* [What is needed] Duplicate the entries below line for line, leaving the pictures out of your copy.

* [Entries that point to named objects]

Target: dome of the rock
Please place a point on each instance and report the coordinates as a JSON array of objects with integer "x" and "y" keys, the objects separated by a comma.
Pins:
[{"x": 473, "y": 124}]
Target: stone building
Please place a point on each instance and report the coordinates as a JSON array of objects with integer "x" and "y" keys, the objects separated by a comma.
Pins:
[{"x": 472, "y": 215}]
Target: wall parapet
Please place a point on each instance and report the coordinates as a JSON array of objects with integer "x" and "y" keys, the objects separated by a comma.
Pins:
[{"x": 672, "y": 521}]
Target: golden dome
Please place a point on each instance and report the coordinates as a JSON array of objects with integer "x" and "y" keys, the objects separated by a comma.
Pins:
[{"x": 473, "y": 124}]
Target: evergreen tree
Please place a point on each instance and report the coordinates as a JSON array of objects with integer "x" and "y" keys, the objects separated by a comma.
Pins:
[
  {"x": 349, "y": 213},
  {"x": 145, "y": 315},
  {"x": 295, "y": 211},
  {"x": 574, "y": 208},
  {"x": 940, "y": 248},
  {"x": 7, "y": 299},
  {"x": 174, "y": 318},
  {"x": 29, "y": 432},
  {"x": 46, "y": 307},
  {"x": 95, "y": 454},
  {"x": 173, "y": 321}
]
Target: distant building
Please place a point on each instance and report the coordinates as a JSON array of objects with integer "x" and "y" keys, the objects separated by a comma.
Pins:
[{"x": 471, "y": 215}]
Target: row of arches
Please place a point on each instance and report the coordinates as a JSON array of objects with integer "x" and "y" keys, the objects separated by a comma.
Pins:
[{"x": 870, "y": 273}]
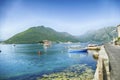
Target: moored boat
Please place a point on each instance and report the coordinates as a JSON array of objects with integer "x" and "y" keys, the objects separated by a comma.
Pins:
[
  {"x": 93, "y": 47},
  {"x": 76, "y": 49}
]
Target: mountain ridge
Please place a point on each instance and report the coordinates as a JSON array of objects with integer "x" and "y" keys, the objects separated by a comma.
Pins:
[{"x": 39, "y": 33}]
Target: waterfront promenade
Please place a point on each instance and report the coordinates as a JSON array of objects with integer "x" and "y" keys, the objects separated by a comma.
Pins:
[{"x": 114, "y": 57}]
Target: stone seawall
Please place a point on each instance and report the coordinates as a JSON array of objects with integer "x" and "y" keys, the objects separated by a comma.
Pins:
[{"x": 102, "y": 70}]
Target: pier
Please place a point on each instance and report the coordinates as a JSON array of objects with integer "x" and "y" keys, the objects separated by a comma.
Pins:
[
  {"x": 108, "y": 65},
  {"x": 113, "y": 52}
]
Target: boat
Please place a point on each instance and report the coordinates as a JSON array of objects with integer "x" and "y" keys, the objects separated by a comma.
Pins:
[
  {"x": 93, "y": 47},
  {"x": 76, "y": 49}
]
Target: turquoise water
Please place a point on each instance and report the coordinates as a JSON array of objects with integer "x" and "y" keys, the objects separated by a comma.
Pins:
[{"x": 24, "y": 62}]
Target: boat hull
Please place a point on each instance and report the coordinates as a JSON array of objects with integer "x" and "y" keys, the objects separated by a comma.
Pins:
[{"x": 77, "y": 51}]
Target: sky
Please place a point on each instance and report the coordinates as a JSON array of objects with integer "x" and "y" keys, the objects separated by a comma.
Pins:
[{"x": 73, "y": 16}]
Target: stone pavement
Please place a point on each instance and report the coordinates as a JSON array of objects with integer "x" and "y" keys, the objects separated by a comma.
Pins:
[{"x": 114, "y": 57}]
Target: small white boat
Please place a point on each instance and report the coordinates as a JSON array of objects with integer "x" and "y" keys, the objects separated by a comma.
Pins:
[
  {"x": 76, "y": 49},
  {"x": 93, "y": 47}
]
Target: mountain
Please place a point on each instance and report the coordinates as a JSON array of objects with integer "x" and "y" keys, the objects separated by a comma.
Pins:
[
  {"x": 39, "y": 33},
  {"x": 102, "y": 35}
]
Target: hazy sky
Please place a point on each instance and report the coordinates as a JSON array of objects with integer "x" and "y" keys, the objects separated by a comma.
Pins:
[{"x": 72, "y": 16}]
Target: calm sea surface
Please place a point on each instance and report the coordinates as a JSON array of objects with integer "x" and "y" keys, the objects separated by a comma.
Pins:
[{"x": 24, "y": 62}]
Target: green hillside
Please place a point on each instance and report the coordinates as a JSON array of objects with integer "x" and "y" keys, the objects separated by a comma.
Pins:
[
  {"x": 101, "y": 35},
  {"x": 37, "y": 34}
]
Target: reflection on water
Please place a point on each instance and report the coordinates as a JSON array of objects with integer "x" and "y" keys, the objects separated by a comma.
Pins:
[
  {"x": 25, "y": 61},
  {"x": 77, "y": 55}
]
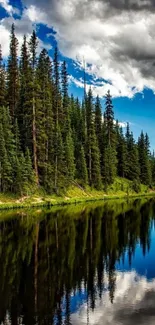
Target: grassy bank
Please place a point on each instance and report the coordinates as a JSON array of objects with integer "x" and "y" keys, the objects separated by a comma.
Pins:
[{"x": 122, "y": 188}]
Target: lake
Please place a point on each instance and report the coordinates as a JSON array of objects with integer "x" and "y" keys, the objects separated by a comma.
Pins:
[{"x": 81, "y": 264}]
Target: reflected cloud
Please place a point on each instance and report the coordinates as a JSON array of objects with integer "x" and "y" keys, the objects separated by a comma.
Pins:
[{"x": 134, "y": 302}]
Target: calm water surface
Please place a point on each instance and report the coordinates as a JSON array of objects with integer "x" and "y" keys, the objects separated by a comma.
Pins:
[{"x": 84, "y": 264}]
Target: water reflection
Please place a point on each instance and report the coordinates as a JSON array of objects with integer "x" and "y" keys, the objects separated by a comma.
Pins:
[{"x": 79, "y": 265}]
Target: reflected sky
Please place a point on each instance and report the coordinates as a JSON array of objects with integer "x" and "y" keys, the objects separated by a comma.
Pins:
[
  {"x": 134, "y": 303},
  {"x": 84, "y": 264}
]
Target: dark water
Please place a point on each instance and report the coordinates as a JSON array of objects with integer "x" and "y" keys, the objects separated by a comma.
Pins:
[{"x": 92, "y": 264}]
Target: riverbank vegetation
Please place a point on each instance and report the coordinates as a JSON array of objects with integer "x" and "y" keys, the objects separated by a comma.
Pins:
[{"x": 51, "y": 143}]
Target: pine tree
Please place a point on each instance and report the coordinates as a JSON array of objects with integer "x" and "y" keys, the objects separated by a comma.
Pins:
[
  {"x": 2, "y": 81},
  {"x": 98, "y": 122},
  {"x": 5, "y": 166},
  {"x": 121, "y": 154},
  {"x": 82, "y": 173},
  {"x": 25, "y": 99},
  {"x": 33, "y": 59},
  {"x": 93, "y": 154},
  {"x": 145, "y": 170},
  {"x": 132, "y": 162},
  {"x": 13, "y": 76},
  {"x": 109, "y": 119},
  {"x": 44, "y": 120},
  {"x": 109, "y": 166},
  {"x": 69, "y": 157},
  {"x": 57, "y": 114}
]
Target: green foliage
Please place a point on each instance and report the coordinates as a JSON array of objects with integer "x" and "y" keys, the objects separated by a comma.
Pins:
[{"x": 51, "y": 140}]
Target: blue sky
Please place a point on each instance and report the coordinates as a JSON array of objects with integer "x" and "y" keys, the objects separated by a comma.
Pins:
[{"x": 116, "y": 42}]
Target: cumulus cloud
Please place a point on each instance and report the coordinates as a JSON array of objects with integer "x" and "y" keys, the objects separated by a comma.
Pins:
[
  {"x": 23, "y": 26},
  {"x": 117, "y": 38},
  {"x": 5, "y": 4},
  {"x": 133, "y": 303}
]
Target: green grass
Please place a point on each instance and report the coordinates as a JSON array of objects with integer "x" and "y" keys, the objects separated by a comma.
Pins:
[{"x": 121, "y": 188}]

* [Expected output]
Target: dome of the rock
Please place a point on each instance and report the coordinates as a JSON array of objects with integer "x" and "y" keys, the objects separated by a comma.
Pins:
[{"x": 473, "y": 124}]
Target: stone building
Please place a point on each instance and report the coordinates as a JSON array of objects with integer "x" and "y" keys, the objects separated by a comma.
Pins:
[{"x": 472, "y": 215}]
Target: wall parapet
Please place a point on each instance and report the coordinates as a JSON array of objects with integer "x" and "y" keys, the objects separated by a comma.
Pins:
[{"x": 672, "y": 521}]
Target: golden dome
Please place a point on each instance and report the coordinates as a JSON array of objects with integer "x" and "y" keys, the objects separated by a comma.
Pins:
[{"x": 473, "y": 124}]
Target: evergreen tree
Please place a point on each instance and report the coordinates as a JSON array of objects with integer "x" and "y" keys, the objects separated by a comma.
Pins:
[
  {"x": 349, "y": 213},
  {"x": 145, "y": 315},
  {"x": 295, "y": 211},
  {"x": 574, "y": 208},
  {"x": 940, "y": 248},
  {"x": 7, "y": 299},
  {"x": 174, "y": 318},
  {"x": 29, "y": 432},
  {"x": 46, "y": 307},
  {"x": 95, "y": 454},
  {"x": 173, "y": 321}
]
Target: distant building
Please place a point on each instance and report the coordinates as a JSON array of objects with integer "x" and "y" keys, the objects separated by a comma.
Pins:
[{"x": 471, "y": 215}]
Target: row of arches
Please place a point on each instance and report the coordinates as a JSON array of objects with integer "x" and "y" keys, the objects separated by a comma.
Pins:
[{"x": 870, "y": 273}]
Target: moored boat
Please place a point on each instance and report the coordinates as a JSON array of objects with integer "x" and "y" keys, the objects separated by a comma.
Pins:
[
  {"x": 93, "y": 47},
  {"x": 76, "y": 49}
]
Target: mountain ridge
Please place a point on each instance and report the coordinates as a JSON array of objects with integer "x" and "y" keys, the objects separated by a comma.
Pins:
[{"x": 39, "y": 33}]
Target: waterfront promenade
Please place a point on each instance and report the coordinates as a JSON array of objects with integer "x" and "y" keys, the objects separated by a comma.
Pins:
[{"x": 114, "y": 57}]
Target: stone seawall
Please place a point on each instance and report the coordinates as a JSON array of objects with integer "x" and "y" keys, the objects separated by a comma.
Pins:
[{"x": 102, "y": 70}]
Target: pier
Please place a point on each instance and report the coordinates as a JSON array of objects with integer "x" and "y" keys, the objects separated by a comma.
Pins:
[
  {"x": 108, "y": 65},
  {"x": 113, "y": 52}
]
Target: boat
Please place a point on each instance and report the coordinates as a JSON array of objects with integer "x" and "y" keys, the objects separated by a comma.
Pins:
[
  {"x": 93, "y": 47},
  {"x": 76, "y": 49}
]
Target: turquoise water
Please place a point on each instance and report the coordinates as a JSON array of objects with integer "x" and "y" keys, the objects separated by a comma.
Pins:
[{"x": 24, "y": 62}]
Target: boat hull
Please place a point on each instance and report the coordinates as a JSON array of objects with integer "x" and "y" keys, the objects separated by a comma.
Pins:
[{"x": 77, "y": 51}]
Target: sky
Please place a point on each instance and report the coordinates as a JSON array of objects with integer "x" and "y" keys, the objects separated by a comma.
Pins:
[{"x": 73, "y": 16}]
Target: stone pavement
Please place a point on each instance and report the coordinates as a JSON array of objects with integer "x" and "y" keys, the objects separated by a comma.
Pins:
[{"x": 114, "y": 57}]
Target: small white boat
Please place a point on each instance and report the coordinates as a JSON array of objects with integer "x" and "y" keys, the objects separated by a comma.
Pins:
[
  {"x": 76, "y": 49},
  {"x": 93, "y": 47}
]
Target: mountain
Please place a point on each instance and report the coordinates as a JSON array of objects with integer "x" and "y" keys, the objects separated by a comma.
Pins:
[
  {"x": 39, "y": 33},
  {"x": 102, "y": 35}
]
Target: hazy sky
Please place a point on each instance and report the coordinates as a JSON array of objects with integer "x" and "y" keys, the objects separated by a comma.
Pins:
[{"x": 72, "y": 16}]
Target: calm sea surface
Please place a point on each instance and report the coordinates as a JSON array of objects with integer "x" and "y" keys, the objects separated by a comma.
Pins:
[{"x": 24, "y": 62}]
Target: green hillside
Please place a point on each instance and report the coordinates as a JSON array of objects with integer "x" and "y" keys, the objects separated by a comma.
Pins:
[
  {"x": 101, "y": 35},
  {"x": 37, "y": 34}
]
Target: reflection on water
Please place a point on each instance and report the coordinates as a JSON array of objects with integer "x" and "y" keys, the objects separated by a comma.
Pins:
[
  {"x": 25, "y": 61},
  {"x": 77, "y": 55}
]
Target: grassy bank
Please place a point on each instance and report the coordinates as a JSON array of objects with integer "x" and "y" keys, the objects separated by a comma.
Pins:
[{"x": 122, "y": 188}]
Target: lake
Please place a point on each instance and report the coordinates as a JSON array of objects with integer "x" and "y" keys, the objects separated by a comma.
Pins:
[{"x": 81, "y": 264}]
Target: reflected cloud
Please place a point on each instance and report the coordinates as a JSON array of objects with integer "x" and "y" keys, the objects separated by a comma.
Pins:
[{"x": 134, "y": 302}]
Target: calm water surface
Please place a point on each instance and report the coordinates as a JSON array of objects with integer "x" and "y" keys, the objects separated by a comma.
Pins:
[{"x": 84, "y": 264}]
Target: water reflection
Please place a point on each instance and report the coordinates as a JSON array of objects with integer "x" and "y" keys, the objects separated by a comma.
Pins:
[{"x": 79, "y": 265}]
Target: reflected sky
Please place a point on each instance and report the coordinates as a JSON array of objects with integer "x" and "y" keys, the objects separated by a comma.
Pins:
[
  {"x": 134, "y": 303},
  {"x": 84, "y": 264}
]
Target: dark water
Please place a point on each instance and report the coordinates as a JSON array of objects with integer "x" and "y" keys, the objects separated by a comma.
Pins:
[{"x": 92, "y": 264}]
Target: riverbank vegetation
Please place a point on each instance and report the coordinates as a JSON array of objects with integer "x" and "y" keys, the objects separated by a comma.
Pins:
[{"x": 51, "y": 143}]
Target: pine tree
Please place a point on each instance and report the coordinates as a JSON array of objects with integer "x" and "y" keys, the objects separated by a comma.
Pins:
[
  {"x": 2, "y": 81},
  {"x": 98, "y": 122},
  {"x": 5, "y": 166},
  {"x": 121, "y": 154},
  {"x": 82, "y": 173},
  {"x": 25, "y": 99},
  {"x": 33, "y": 59},
  {"x": 93, "y": 154},
  {"x": 145, "y": 170},
  {"x": 132, "y": 162},
  {"x": 13, "y": 76},
  {"x": 109, "y": 119},
  {"x": 44, "y": 120},
  {"x": 109, "y": 166},
  {"x": 69, "y": 157},
  {"x": 57, "y": 114}
]
Target: green foliage
Please place a point on each instance and report the coordinates as a JSON array of objects with integer "x" and "y" keys, the objects separated by a comma.
Pins:
[{"x": 51, "y": 140}]
Target: blue sky
Please place a point on each instance and report the coordinates as a JSON array of objects with integer "x" and "y" keys, the objects separated by a comma.
Pins:
[{"x": 116, "y": 42}]
Target: cumulus cloud
Please place a point on each instance and report the coordinates as a JSON array of objects with integer "x" and "y" keys, the objects separated by a comma.
Pins:
[
  {"x": 23, "y": 26},
  {"x": 117, "y": 38},
  {"x": 5, "y": 4},
  {"x": 133, "y": 303}
]
Target: green grass
Please place a point on each instance and report the coordinates as a JSON array of objects with integer "x" and "y" keys, the objects separated by a comma.
Pins:
[{"x": 121, "y": 188}]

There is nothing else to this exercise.